■ DATA EXTRACT:
________________________
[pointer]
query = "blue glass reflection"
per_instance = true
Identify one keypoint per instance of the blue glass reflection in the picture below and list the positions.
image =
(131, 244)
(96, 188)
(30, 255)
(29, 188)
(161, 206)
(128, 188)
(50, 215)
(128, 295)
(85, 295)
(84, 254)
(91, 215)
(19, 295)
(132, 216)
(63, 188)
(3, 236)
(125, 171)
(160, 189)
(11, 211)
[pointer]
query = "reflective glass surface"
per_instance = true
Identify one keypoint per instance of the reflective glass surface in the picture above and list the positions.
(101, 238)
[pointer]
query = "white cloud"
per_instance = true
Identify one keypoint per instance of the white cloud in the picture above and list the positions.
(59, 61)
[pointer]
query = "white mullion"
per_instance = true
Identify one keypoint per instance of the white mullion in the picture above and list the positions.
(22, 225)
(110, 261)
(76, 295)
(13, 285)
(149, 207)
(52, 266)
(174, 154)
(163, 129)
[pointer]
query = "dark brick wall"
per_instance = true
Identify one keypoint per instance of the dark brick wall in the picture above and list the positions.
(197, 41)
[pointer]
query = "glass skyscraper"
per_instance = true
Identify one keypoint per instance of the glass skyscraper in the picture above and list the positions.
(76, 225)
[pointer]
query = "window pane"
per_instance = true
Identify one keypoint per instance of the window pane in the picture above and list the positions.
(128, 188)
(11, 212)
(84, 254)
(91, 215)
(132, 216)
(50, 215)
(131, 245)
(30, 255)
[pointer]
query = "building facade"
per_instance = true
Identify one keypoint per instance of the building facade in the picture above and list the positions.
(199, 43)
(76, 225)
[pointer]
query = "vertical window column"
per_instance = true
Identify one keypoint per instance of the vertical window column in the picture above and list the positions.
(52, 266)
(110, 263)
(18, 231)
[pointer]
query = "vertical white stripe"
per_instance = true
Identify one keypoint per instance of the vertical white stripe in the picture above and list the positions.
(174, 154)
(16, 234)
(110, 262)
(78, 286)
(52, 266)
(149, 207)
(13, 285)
________________________
■ EXERCISE INSTRUCTIONS:
Return the listing above in full, character for character.

■ COMPLETED EXERCISE:
[pointer]
query = "blue glass reflection"
per_instance = true
Identify one keypoint per instance of the blue glass reflection in the picture below and list the positions.
image =
(131, 244)
(96, 188)
(30, 255)
(29, 188)
(161, 206)
(128, 188)
(50, 215)
(128, 295)
(85, 295)
(84, 254)
(91, 215)
(19, 295)
(132, 216)
(63, 188)
(3, 236)
(125, 171)
(160, 189)
(11, 211)
[pointer]
query = "reflective glass surface"
per_instance = true
Identify one keypoint per instance of the reflective glass surface in the picture above and list the positions.
(101, 238)
[pointer]
query = "white cloud"
per_instance = true
Identify one keypoint per instance of the white cloud in the picture above and list the positions.
(59, 61)
[pointer]
query = "white mullion"
per_instance = true
Identify one keypoint per instance of the white mullion in the picture above and list the positions.
(22, 225)
(110, 261)
(76, 295)
(13, 285)
(149, 207)
(52, 266)
(174, 154)
(163, 129)
[pointer]
query = "dark brick wall"
per_instance = true
Identify one keypoint per instance of the dark brick wall in the picture above and list the positions.
(197, 41)
[pointer]
query = "glass skyscraper"
per_instance = true
Identify one keypoint per instance of the glass skyscraper in the picture above and list the positions.
(76, 225)
[pointer]
query = "window pane"
per_instance = true
Identify one keypoint per instance of the window pane in the picture above and list the positions.
(128, 188)
(11, 212)
(84, 254)
(91, 215)
(132, 216)
(50, 215)
(131, 245)
(30, 255)
[pointer]
query = "building facade"
per_instance = true
Identify one keypoint per instance of the building facade in the picture above and list the positions.
(199, 43)
(76, 225)
[pointer]
query = "vertical window column"
per_instance = true
Identify one keypoint per instance of the vertical window column in the picture above and list the positions.
(52, 266)
(110, 263)
(18, 231)
[pointer]
query = "vertical white stripe"
per_instance = true
Identify one keypoint per instance of the vertical white stripe in the picture above and list the positions.
(174, 154)
(16, 234)
(110, 262)
(78, 286)
(52, 266)
(149, 207)
(13, 285)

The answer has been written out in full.